** Given records follows **

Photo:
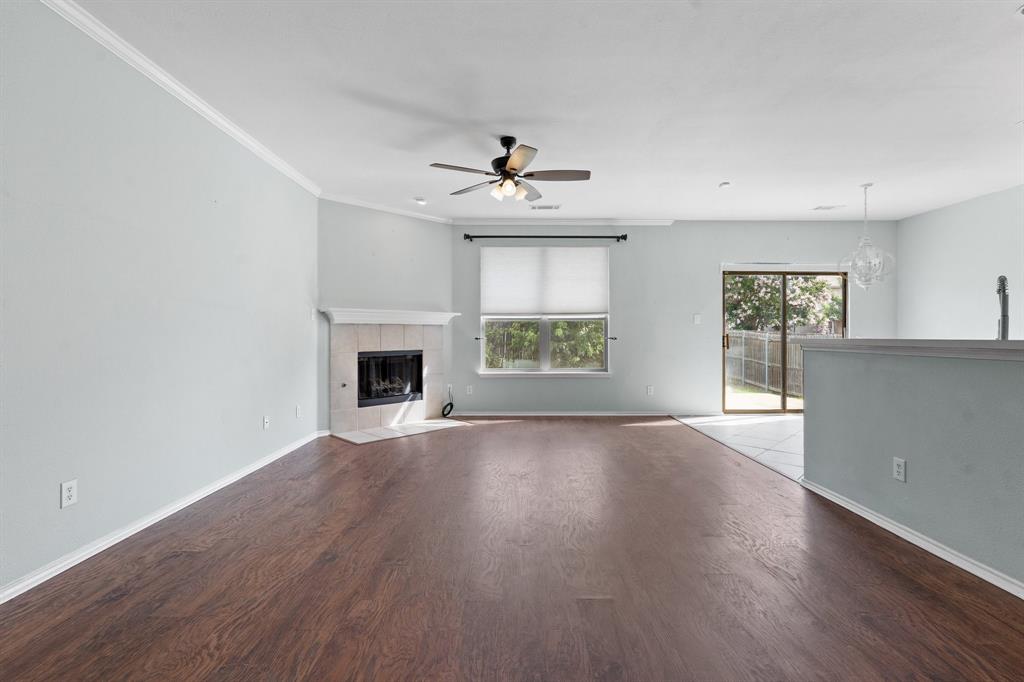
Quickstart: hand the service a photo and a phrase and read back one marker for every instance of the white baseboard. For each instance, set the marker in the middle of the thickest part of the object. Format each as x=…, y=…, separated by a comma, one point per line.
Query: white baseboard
x=999, y=580
x=559, y=414
x=56, y=566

** End of Given records **

[Work item] Retype the data exactly; images stay out.

[Expected answer]
Photo:
Quickstart: hand the service a photo and a phrase and read back one marker for every instance of the white baseboard. For each instance, set the marker in the middle of the thickest part of the object. Format each as x=…, y=…, separated by a comma, one point per line.
Query: white baseboard
x=999, y=580
x=559, y=414
x=56, y=566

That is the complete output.